* The problem
Render the data as a Markdown table with the columns Row and Text, beginning at the line containing "If you don't mind, please find the flagpole" and continuing through the line containing "379 266 401 302". Include both of those lines, number each one, and omit any blank lines.

* Provided entries

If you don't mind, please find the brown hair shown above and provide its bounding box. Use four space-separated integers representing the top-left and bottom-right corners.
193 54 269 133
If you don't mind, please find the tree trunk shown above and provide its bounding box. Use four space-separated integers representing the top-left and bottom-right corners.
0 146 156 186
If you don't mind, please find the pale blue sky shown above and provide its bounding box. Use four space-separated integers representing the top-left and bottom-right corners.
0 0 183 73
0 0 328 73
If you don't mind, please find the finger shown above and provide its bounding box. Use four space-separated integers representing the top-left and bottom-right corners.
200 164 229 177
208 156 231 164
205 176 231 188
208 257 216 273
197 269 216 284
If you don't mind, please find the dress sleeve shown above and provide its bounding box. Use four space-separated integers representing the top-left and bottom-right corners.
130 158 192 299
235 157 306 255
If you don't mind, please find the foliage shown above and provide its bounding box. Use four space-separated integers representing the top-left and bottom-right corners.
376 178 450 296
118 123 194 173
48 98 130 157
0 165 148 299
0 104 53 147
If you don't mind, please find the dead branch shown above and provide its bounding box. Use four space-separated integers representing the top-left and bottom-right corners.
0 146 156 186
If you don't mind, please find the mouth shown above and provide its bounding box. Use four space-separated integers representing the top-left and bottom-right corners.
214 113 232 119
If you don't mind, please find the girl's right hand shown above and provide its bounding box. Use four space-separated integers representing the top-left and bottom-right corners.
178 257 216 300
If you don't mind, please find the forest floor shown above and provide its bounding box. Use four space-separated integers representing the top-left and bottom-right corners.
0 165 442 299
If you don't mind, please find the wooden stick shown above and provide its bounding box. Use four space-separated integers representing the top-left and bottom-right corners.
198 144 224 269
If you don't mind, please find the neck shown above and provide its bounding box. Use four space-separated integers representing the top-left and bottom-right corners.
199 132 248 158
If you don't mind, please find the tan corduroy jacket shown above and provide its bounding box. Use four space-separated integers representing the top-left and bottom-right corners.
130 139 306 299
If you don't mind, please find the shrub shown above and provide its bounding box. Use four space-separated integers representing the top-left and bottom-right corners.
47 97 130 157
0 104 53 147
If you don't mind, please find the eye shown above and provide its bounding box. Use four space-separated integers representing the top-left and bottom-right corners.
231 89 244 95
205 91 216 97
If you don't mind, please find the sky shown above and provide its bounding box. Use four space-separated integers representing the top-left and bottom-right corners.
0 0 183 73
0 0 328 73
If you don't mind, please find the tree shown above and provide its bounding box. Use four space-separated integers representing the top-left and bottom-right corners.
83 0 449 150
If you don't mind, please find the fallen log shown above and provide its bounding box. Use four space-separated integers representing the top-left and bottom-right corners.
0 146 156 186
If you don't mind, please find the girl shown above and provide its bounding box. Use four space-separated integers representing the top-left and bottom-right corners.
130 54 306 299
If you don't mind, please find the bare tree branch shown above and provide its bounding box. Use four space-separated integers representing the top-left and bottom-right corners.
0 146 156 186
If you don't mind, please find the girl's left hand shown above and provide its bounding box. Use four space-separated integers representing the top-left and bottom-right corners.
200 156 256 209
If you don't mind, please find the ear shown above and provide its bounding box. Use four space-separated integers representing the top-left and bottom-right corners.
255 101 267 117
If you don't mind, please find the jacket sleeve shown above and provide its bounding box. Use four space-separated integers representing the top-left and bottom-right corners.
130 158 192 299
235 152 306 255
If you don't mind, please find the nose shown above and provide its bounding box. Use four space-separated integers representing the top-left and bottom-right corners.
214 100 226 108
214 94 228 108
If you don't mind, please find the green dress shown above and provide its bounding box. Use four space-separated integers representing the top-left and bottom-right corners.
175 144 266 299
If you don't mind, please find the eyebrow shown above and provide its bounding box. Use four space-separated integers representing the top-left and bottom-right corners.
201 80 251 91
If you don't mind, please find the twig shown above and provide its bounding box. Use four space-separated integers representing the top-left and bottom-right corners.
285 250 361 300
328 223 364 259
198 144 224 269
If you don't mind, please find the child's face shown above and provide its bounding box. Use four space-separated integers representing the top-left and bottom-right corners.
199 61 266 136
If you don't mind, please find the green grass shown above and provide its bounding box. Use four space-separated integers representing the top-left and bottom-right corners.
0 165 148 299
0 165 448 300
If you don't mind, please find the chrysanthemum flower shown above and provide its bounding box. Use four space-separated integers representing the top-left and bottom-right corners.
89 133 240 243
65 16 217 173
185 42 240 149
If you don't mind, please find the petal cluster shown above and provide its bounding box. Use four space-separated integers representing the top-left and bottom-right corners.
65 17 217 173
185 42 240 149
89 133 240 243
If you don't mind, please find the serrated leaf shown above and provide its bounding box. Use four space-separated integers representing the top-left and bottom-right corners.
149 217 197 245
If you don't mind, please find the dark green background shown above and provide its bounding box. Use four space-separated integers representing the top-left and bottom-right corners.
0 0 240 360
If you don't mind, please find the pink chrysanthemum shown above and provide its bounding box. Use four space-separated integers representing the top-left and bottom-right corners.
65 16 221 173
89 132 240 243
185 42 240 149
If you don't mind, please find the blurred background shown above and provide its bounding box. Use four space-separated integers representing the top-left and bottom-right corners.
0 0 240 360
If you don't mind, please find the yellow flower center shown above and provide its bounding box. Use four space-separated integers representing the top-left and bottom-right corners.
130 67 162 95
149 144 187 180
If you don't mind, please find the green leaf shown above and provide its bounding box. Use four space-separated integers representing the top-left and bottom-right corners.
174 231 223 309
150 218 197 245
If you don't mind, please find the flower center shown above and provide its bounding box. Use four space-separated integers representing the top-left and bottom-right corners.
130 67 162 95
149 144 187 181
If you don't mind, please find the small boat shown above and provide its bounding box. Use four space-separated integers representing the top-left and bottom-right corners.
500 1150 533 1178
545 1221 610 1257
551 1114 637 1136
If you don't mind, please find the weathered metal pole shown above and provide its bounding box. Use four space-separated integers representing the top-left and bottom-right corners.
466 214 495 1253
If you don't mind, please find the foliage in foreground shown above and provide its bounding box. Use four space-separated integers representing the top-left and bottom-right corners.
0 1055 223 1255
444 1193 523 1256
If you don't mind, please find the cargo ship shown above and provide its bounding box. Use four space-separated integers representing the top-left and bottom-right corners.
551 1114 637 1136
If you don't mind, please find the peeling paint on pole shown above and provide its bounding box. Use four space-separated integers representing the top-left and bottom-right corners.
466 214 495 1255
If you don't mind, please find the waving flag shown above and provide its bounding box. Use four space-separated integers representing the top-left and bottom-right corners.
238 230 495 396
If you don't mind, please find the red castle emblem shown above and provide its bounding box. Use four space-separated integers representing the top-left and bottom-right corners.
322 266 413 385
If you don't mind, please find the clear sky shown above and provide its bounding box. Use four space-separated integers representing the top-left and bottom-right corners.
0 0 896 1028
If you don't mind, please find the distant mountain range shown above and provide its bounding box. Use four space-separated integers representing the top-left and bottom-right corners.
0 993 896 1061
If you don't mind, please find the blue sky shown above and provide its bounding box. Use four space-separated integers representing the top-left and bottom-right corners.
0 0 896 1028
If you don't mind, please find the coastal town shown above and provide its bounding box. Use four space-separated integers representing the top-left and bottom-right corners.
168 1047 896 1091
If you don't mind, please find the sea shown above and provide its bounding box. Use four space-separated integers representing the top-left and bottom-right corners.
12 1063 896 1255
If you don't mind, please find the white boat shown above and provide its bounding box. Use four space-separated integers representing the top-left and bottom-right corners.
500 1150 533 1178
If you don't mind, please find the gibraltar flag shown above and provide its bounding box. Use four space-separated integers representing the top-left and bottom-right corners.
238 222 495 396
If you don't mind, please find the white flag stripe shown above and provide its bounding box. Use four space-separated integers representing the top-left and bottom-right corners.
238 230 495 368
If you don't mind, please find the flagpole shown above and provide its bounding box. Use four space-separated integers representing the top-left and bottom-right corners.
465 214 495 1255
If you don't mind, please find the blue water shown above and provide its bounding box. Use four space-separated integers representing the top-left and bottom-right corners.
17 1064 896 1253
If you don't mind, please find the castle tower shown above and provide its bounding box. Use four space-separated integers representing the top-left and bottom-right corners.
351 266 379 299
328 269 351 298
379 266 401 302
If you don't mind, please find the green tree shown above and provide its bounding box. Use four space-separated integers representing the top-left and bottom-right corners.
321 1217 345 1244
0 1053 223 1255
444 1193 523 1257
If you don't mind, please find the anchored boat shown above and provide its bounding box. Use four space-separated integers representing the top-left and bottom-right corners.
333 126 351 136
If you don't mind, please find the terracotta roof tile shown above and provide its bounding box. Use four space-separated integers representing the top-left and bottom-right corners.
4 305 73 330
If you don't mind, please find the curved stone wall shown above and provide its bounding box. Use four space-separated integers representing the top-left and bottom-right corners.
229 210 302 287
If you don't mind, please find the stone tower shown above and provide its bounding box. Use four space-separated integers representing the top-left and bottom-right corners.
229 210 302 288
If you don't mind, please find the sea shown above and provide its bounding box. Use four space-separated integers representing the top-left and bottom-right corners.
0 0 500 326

* Result of this exercise
| Row | Text |
|---|---|
| 1 | If you don't mind, please find the flagpole shown above and provide its bounding box. Use four space-separated integers representing the top-left and bottom-right corners. |
| 2 | 465 214 495 1255 |
| 3 | If you don't mind, please find the blue water shown above and provide its bounding box. Use four space-separated integers representing the top-left and bottom-right corners. |
| 4 | 17 1064 896 1253 |
| 5 | If you don't mind, please find the castle tower shown above and provide its bounding box. Use four space-separated integers representing the top-left and bottom-right corners. |
| 6 | 351 266 379 299 |
| 7 | 328 269 351 298 |
| 8 | 379 266 401 302 |